#### Potongan dokumen
----------
Bagi negara manapun, tujuan diplomasi adalah pengamanan kebebasan politik dan
integritas teritorialnya. Ini bisa dicapai dengan memperkuat hubungan dengan negara sahabat,
memelihara hubungan erat dengan negara yang sehaluan dan menetralisir negara yang memusuhi
(Roy, 1991: 5). Beberapa ahli menyimpulkan, unsur diplomasi yaitu negosiasi yang dilakukan
untuk mencapai kepentingan nasional dengan tindakan-tindakan diplomatik yang diambil untuk
menjaga dan memajukan kepentingan nasional sejauh mungkin bisa dilaksanakan dengan sarana
damai, pemeliharaan perdamaian tanpa merusak kepentingan nasional adalah tujuan diplomasi.
Untuk mencapai tujuan kepentingan nasional, diplomasi tidak hanya dilakukan antar
Negara tetapi juga antara Negara dengan subyek hubungan Internasional lainnya, tidak hanya
dilakukan oleh Negara tetapi juga semua subyek hubungan Internasional. Hal ini tercermin
dalam konsep multi track diplomacy. Konsep multi track diplomacy muncul sebagai sebuah
sistem peacemaking (Diamond dan McDonald.1996:12)
Dalam multi track diplomacy, pelaksanaan diplomasi dilakukan melalui beberapa jalur,
diantaranya:
1) Track one: government
Track one atau First Track Diplomacy, yaitu upaya-upaya diplomasi yang dilakukan
berdasarkan interaksi pemerintah secara resmi, (Diamond dan McDonald. 1996: 26)
2) Track two: nongovernment/ professional
Dimana pada jalur ini, seorang professional non-pemerintah mampu mewujudkan perdamaian
melalui resolusi konflik untuk menganalisa, mencegah, menyelesaikan, serta mengakomodasi
konflik internasional dengan cara komunikasi, pemahaman, dan membangun hubungan baik
dalam menghadapi masalah secara bersama-sama. Aktor-aktor disini tentu memiliki potensi
yang besar untuk menciptakan perdamaian dengan caranya tanpa adanya intervensi dari
pemerintah (Diamond dan McDonald. 1996: 52)
----------
#### Instruksi tertulis 1
Menurut teks tentang diplomasi, konsep multi track diplomacy muncul sebagai apa?
#### Instruksi tertulis 2
Ulangi tanpa perubahan bagian teks tentang diplomasi dari "Untuk mencapai tujuan" sampai dengan "McDonald. 1996: 26)".
#### Instruksi tertulis 3
Lanjutkan teks tentang diplomasi dengan menulis bagian berikutnya, dimulai sesudah kalimat terakhir yang ditampilkan.

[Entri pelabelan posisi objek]
----------
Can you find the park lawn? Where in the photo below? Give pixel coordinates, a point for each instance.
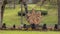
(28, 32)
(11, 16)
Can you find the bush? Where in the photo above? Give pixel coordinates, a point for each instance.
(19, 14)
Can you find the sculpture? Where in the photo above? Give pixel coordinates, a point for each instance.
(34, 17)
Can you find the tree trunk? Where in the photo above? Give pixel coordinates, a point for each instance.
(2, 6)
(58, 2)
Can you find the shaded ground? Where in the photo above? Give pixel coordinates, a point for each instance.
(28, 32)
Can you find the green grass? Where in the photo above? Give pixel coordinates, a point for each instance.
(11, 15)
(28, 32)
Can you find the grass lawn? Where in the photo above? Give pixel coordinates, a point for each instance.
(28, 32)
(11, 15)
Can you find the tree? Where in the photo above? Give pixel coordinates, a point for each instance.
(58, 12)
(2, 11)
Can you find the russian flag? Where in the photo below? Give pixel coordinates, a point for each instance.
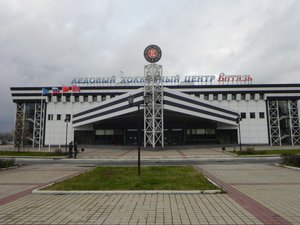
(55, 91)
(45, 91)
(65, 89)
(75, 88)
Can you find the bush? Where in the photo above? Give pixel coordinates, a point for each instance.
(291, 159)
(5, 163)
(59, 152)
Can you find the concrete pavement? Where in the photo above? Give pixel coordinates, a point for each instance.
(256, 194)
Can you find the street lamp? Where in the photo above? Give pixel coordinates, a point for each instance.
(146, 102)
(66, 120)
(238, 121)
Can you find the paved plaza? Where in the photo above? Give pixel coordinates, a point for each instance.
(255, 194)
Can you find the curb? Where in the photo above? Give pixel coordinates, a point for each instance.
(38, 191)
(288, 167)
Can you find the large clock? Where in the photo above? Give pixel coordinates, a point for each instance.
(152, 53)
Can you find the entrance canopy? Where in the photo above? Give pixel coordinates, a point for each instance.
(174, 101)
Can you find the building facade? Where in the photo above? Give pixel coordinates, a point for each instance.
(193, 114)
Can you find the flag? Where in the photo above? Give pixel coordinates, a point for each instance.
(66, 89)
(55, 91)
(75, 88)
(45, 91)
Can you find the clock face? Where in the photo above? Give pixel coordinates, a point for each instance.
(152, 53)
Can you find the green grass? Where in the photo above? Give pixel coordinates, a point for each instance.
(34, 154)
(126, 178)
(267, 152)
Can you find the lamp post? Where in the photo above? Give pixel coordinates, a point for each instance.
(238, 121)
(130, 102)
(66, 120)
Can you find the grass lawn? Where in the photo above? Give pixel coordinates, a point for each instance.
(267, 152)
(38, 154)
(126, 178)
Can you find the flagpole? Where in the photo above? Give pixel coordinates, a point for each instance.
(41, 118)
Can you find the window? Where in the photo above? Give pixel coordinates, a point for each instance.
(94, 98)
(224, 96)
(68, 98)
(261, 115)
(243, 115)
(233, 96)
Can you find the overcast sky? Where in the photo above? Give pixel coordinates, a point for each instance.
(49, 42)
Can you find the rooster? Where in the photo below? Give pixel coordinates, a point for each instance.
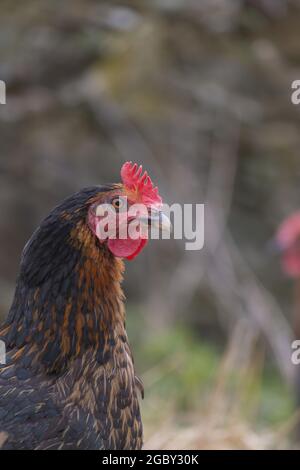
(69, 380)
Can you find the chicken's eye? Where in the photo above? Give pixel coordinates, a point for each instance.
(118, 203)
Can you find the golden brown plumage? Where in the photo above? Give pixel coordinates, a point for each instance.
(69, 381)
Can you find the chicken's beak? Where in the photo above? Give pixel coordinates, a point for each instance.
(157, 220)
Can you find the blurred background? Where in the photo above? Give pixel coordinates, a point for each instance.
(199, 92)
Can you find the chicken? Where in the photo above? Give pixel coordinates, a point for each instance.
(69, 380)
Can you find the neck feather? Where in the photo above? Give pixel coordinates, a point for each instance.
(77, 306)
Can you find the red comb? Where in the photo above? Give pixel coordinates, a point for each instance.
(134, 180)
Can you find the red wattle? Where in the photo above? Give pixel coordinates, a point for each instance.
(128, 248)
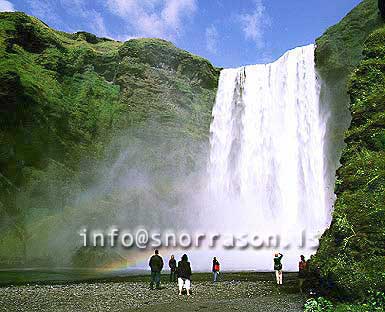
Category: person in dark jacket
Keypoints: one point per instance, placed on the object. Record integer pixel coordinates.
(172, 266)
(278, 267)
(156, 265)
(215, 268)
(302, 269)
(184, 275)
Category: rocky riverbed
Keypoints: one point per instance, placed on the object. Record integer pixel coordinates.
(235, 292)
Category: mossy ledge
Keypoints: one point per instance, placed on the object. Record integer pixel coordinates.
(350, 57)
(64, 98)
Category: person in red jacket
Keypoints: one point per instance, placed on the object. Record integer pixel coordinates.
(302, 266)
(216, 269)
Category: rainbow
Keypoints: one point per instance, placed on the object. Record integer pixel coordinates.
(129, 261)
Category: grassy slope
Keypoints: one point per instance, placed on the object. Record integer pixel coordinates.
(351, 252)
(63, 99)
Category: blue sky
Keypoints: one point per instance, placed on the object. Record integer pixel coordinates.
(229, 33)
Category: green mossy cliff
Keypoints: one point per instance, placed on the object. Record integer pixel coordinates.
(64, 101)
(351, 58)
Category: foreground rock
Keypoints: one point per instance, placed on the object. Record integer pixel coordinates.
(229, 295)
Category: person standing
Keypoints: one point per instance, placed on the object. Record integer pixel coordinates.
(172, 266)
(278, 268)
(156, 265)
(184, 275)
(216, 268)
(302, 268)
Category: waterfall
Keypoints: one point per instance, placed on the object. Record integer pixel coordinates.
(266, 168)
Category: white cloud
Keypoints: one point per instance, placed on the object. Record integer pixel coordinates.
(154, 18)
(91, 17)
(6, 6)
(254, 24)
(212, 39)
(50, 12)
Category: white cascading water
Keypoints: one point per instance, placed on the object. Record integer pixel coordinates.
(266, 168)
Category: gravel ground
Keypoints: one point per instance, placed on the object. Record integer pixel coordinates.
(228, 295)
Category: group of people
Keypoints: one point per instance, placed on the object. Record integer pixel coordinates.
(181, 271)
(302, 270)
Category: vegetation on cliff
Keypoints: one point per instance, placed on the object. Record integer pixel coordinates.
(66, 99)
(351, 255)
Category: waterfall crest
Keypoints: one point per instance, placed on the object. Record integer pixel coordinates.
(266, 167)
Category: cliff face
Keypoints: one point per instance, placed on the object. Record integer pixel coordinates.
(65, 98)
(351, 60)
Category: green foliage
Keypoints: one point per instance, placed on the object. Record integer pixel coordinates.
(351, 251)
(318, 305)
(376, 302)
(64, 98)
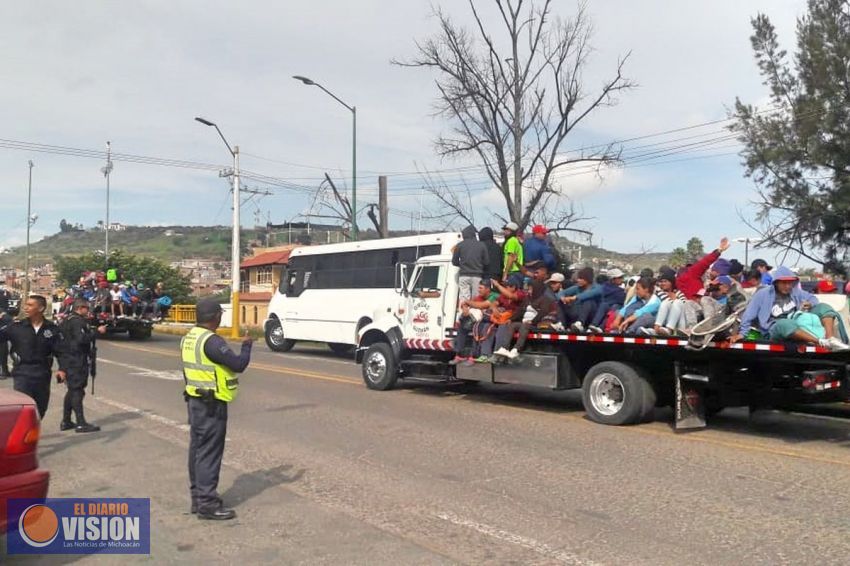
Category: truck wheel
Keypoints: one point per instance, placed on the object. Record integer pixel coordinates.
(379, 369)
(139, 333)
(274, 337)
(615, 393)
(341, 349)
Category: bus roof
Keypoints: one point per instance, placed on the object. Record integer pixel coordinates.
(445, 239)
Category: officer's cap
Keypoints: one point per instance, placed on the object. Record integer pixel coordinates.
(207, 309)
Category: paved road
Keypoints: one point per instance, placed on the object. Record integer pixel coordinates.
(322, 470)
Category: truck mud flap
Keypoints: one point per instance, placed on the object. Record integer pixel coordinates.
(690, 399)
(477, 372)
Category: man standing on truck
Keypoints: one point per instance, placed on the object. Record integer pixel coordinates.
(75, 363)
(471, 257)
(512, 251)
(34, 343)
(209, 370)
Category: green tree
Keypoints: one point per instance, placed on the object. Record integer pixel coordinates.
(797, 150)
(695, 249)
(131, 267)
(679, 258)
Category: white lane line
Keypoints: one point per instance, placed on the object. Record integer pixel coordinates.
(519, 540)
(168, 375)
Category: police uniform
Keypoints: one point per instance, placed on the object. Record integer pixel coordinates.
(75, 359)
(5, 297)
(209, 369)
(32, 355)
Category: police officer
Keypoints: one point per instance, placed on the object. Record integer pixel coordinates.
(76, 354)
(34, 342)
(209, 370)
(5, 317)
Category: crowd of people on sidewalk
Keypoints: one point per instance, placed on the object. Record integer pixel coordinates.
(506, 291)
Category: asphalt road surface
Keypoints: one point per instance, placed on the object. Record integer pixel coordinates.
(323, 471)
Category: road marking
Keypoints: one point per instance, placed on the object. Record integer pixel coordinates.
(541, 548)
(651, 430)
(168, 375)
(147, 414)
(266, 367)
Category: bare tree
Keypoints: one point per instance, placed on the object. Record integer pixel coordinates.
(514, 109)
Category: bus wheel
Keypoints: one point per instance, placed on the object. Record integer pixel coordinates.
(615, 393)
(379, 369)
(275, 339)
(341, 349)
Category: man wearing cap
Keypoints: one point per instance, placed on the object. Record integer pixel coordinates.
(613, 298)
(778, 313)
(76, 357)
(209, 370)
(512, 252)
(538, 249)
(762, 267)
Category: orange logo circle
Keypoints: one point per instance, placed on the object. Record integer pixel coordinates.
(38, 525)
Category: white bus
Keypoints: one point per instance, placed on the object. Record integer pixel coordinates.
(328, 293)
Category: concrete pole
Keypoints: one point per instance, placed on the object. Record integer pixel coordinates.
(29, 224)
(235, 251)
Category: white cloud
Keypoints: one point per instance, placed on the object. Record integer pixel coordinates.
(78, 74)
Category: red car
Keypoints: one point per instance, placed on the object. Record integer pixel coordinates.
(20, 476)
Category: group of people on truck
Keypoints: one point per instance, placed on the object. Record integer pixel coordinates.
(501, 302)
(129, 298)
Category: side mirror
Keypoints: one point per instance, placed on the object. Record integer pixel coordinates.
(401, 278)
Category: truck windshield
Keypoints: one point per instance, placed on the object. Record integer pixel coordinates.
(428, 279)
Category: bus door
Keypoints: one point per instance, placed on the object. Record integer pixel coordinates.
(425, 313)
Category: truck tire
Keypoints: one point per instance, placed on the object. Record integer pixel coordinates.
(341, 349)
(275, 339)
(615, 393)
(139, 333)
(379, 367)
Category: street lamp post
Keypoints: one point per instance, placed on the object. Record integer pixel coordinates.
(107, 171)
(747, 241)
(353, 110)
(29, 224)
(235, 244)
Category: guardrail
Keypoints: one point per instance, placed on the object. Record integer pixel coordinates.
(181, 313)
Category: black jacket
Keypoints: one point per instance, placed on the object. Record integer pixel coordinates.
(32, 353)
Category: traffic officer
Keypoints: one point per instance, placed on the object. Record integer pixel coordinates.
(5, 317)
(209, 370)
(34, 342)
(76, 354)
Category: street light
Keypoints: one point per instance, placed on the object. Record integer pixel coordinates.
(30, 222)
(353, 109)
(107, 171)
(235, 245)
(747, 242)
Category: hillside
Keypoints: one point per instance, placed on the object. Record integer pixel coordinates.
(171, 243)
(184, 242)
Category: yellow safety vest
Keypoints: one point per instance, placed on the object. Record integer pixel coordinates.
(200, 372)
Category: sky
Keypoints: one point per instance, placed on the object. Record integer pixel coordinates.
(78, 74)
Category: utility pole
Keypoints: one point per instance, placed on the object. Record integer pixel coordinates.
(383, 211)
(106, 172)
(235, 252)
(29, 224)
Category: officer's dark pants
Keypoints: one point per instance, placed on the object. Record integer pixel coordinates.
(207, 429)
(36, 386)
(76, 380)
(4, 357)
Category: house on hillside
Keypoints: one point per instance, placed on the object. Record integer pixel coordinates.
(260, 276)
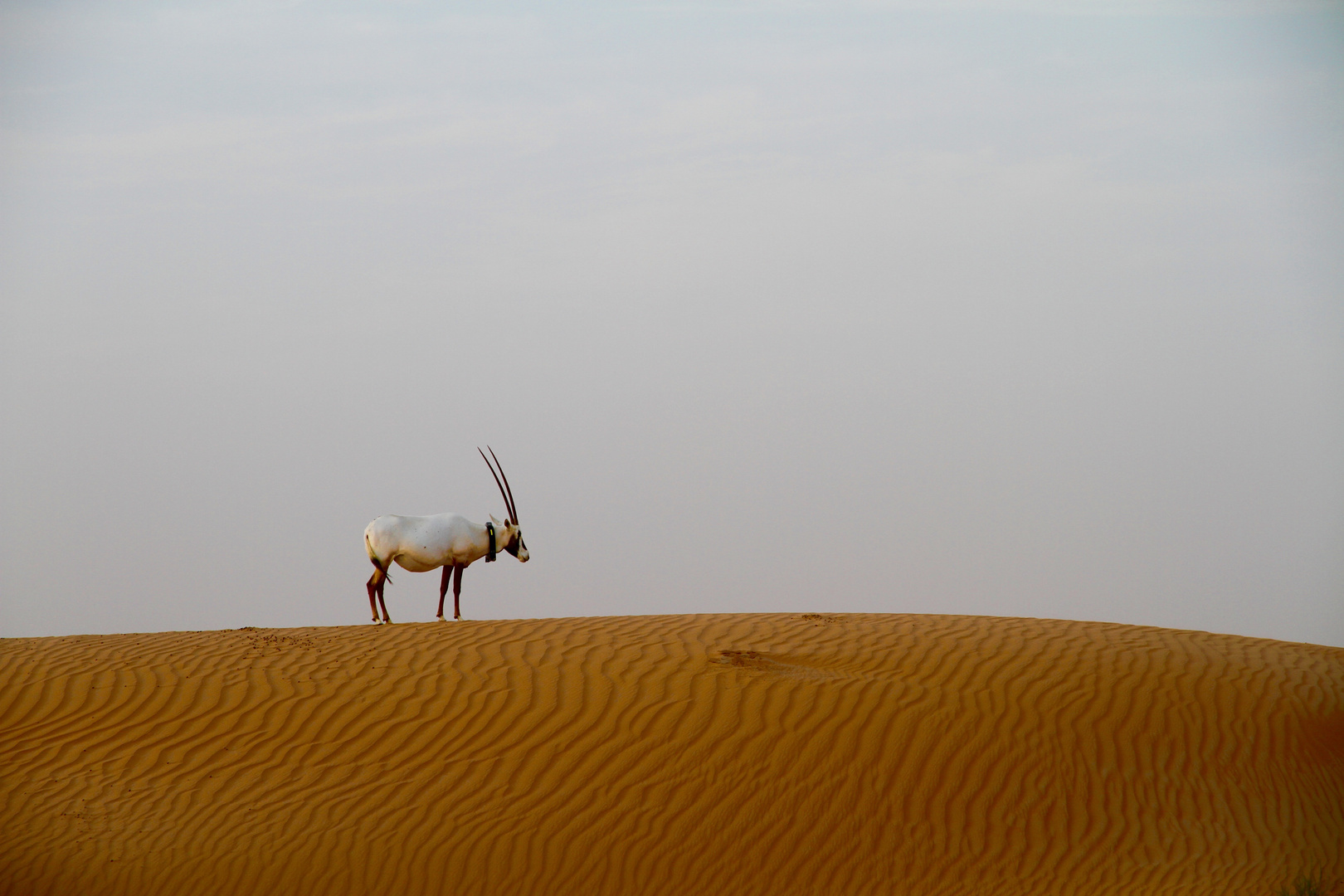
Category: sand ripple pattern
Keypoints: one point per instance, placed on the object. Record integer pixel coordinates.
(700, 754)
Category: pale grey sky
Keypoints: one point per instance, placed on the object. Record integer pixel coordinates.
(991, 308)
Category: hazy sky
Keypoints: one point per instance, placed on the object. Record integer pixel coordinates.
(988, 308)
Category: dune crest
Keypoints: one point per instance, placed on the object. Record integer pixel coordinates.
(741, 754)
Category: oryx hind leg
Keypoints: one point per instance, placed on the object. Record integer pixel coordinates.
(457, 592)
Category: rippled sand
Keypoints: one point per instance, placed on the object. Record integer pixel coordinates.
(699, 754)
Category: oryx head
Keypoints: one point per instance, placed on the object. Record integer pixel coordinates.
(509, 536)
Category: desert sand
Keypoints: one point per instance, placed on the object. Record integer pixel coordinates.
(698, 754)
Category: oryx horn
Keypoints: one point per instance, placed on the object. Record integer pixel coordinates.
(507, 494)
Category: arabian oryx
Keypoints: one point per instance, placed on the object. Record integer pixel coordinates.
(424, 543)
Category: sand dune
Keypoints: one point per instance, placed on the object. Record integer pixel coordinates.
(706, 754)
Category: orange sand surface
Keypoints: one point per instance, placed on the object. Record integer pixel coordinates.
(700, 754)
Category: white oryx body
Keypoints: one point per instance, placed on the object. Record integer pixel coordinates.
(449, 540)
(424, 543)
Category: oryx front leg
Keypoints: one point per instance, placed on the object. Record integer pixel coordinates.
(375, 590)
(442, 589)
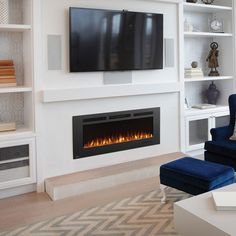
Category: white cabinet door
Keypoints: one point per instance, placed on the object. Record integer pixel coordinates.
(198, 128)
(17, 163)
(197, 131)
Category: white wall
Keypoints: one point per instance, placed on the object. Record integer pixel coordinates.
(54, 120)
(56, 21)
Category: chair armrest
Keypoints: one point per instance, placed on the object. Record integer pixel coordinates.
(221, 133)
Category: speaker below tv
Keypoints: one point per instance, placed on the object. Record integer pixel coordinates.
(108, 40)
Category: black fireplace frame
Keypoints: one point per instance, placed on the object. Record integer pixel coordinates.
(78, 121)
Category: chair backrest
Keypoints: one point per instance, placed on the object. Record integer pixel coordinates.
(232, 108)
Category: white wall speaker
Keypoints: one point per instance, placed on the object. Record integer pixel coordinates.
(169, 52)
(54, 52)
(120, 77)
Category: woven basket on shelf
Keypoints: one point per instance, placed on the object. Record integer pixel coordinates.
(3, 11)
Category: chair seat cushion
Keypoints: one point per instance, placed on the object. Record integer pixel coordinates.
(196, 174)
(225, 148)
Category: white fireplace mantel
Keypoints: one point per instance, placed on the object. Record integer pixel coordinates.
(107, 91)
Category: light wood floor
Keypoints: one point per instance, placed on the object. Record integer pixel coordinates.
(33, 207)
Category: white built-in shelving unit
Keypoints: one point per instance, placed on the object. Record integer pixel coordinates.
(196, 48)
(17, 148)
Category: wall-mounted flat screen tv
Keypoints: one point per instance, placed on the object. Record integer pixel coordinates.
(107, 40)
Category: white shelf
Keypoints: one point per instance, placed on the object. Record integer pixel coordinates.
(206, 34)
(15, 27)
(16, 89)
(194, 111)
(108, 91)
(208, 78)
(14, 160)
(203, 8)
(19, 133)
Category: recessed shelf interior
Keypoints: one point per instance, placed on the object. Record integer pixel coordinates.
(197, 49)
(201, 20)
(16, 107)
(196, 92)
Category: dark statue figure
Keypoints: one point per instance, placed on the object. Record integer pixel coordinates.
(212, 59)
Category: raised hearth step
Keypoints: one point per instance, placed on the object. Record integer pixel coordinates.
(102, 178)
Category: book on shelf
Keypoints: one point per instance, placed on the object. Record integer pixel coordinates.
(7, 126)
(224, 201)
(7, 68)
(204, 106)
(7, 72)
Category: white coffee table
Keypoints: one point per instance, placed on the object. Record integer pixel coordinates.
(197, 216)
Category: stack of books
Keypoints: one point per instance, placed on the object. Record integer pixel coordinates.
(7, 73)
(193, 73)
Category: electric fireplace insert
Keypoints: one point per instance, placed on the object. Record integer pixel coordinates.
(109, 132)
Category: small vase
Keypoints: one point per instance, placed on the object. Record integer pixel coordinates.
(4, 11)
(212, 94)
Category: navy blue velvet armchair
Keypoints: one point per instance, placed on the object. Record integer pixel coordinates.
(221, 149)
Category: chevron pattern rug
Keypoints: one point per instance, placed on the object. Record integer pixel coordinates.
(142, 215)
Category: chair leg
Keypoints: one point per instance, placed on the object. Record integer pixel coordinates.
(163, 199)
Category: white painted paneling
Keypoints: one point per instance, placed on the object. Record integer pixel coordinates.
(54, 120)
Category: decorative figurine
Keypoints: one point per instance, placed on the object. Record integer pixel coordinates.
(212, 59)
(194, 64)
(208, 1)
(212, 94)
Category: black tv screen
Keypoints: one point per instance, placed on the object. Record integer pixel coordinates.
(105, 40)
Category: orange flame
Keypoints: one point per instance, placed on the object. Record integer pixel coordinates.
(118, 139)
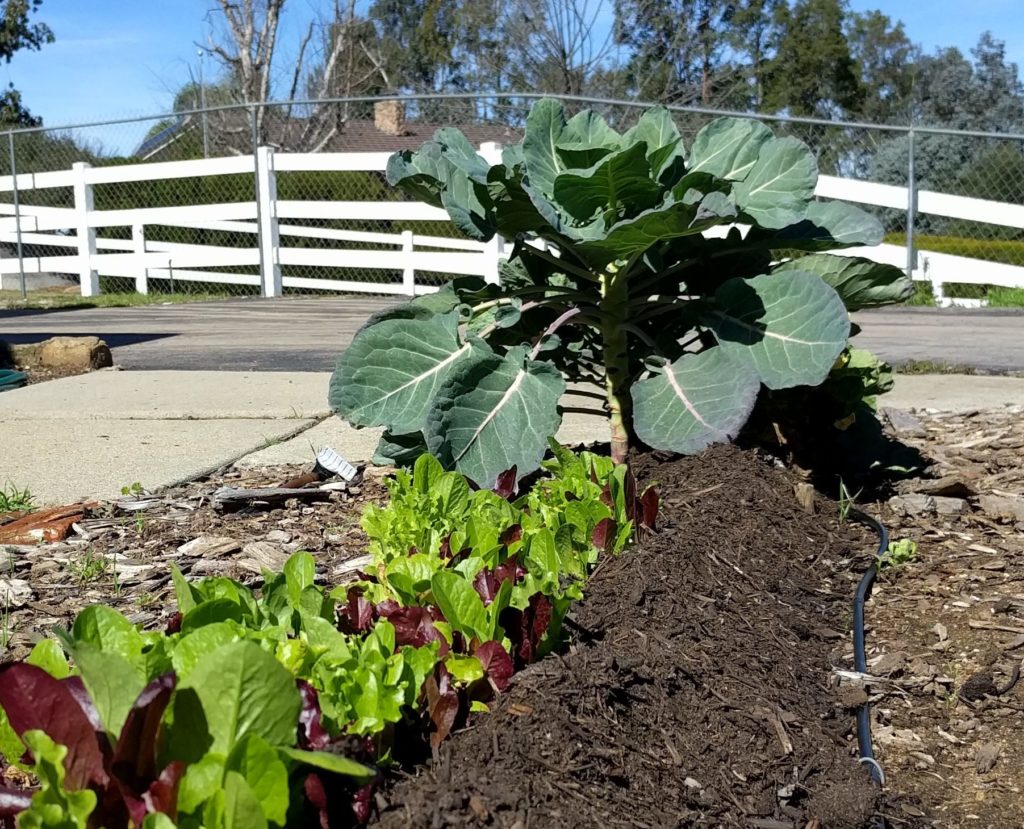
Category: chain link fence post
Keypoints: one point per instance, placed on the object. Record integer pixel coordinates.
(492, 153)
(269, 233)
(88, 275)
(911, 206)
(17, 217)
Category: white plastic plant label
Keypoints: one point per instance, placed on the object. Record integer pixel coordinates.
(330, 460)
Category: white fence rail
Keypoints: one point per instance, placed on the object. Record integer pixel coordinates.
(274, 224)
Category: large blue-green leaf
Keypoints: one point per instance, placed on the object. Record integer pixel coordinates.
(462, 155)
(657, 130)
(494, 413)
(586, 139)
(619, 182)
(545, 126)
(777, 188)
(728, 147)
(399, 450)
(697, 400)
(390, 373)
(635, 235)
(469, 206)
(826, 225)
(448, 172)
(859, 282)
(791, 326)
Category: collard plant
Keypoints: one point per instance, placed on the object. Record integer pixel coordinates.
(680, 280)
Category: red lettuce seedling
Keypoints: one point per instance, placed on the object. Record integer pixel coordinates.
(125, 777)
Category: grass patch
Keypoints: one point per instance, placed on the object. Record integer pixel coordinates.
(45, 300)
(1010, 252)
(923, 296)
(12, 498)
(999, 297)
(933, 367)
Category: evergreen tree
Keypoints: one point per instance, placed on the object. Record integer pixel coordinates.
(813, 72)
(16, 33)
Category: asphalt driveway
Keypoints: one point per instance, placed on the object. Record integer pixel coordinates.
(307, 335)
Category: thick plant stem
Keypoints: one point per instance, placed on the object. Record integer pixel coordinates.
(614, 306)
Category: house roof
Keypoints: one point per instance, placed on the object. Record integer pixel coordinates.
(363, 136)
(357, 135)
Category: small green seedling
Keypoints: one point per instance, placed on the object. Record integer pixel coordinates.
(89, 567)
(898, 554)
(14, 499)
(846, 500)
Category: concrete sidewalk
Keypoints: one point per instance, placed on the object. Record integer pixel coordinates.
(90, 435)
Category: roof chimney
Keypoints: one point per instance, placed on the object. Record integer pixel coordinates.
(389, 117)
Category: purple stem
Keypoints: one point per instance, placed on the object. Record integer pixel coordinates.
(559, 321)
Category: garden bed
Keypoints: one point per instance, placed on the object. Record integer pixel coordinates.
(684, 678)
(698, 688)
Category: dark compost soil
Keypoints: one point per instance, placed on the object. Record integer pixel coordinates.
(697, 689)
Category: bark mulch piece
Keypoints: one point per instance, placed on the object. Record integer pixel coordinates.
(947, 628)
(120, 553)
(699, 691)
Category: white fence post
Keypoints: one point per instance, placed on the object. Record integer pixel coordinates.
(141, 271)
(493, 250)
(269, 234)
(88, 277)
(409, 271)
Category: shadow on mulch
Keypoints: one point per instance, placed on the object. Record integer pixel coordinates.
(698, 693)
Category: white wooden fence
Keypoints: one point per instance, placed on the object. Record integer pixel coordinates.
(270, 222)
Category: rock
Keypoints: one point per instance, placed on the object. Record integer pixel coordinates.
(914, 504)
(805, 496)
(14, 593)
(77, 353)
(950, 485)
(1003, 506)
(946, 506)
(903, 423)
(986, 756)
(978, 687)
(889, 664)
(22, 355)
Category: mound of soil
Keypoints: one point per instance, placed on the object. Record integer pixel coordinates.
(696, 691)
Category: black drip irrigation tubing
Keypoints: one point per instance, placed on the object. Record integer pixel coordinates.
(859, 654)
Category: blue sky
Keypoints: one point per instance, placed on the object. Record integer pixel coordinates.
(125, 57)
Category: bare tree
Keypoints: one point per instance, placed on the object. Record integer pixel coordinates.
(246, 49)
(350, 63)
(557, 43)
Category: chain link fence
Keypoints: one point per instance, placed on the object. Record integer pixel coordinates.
----------
#### Jawaban yang diharapkan 1
Konsep multi track diplomacy muncul sebagai sebuah sistem peacemaking.

#### Jawaban yang diharapkan 2
Untuk mencapai tujuan kepentingan nasional, diplomasi tidak hanya dilakukan antar
Negara tetapi juga antara Negara dengan subyek hubungan Internasional lainnya, tidak hanya
dilakukan oleh Negara tetapi juga semua subyek hubungan Internasional. Hal ini tercermin
dalam konsep multi track diplomacy. Konsep multi track diplomacy muncul sebagai sebuah
sistem peacemaking (Diamond dan McDonald.1996:12)
Dalam multi track diplomacy, pelaksanaan diplomasi dilakukan melalui beberapa jalur,
diantaranya:
1) Track one: government
Track one atau First Track Diplomacy, yaitu upaya-upaya diplomasi yang dilakukan
berdasarkan interaksi pemerintah secara resmi, (Diamond dan McDonald. 1996: 26)

#### Jawaban yang diharapkan 3
3) Track three: business
Dimana dalam menciptakan perdamaian, pada jalur ini menggunakan perdagangan yang juga
dapat membawa keuntungan. Bisnis menjadi lahan yang potensial untuk pencapaian
peacebuilding melalui aspek ekonomi. Tidak hanya itu, hubungan persahabatan dan
pemahaman internasional melalui komunikasi informal juga dapat mendukung berbagai
kegiatan dalam mewujudkan perdamaian. Sebagai contoh ialah kerjasama antara Indonesia
dengan Cina dalam kesepakatan perdagangan bebas. Melalui kesepakatan tersebut, tentu saja
dapat menciptakan simbiosis mutualisme di antara kedua negara sehingga potensi untuk
terjadinya konflik di kedua negara tersebut dapat terhindarkan melalui kerjasama yang
dilakukan. (Diamond dan McDonald. 1996: 52)
4) Track four :private citizen
Track keempat ialah warga negara privat. Dalam jalur ini, pencapaian perdamaian dilakukan
oleh warga negara privat atau personal yang berkontribusi dalam kegiatan pembangunan dan
perdamaian. Pada jalur ini biasanya dilakukan dengan diplomasi yang dilakukan oleh seorang
warga negara melalui program pertukaran, organisasi voluntary privat, NGOs dan berbagai
kelompok kepentingan. Biasanya aktivitas pada jalur ini tidak terlihat oleh mata publik dan
hanya melalui pemahaman saja pencapaian perdamaian dapat dilakukan. Sebagai contoh
program pertukaran pelajar yang ditawarkan institusi tertentu dengan misi menyelesaikan satu
proyek sosial yang bermanfaat tidak hanya bagi negaranya saja akan tetapi juga bagi negara
yang dituju (Diamond dan McDonald. 1996: 60)
5) Track five : research, training and education
Pada jalur ini, menekankan pada proses pembelajaran sebagai wujud terciptanya perdamaian.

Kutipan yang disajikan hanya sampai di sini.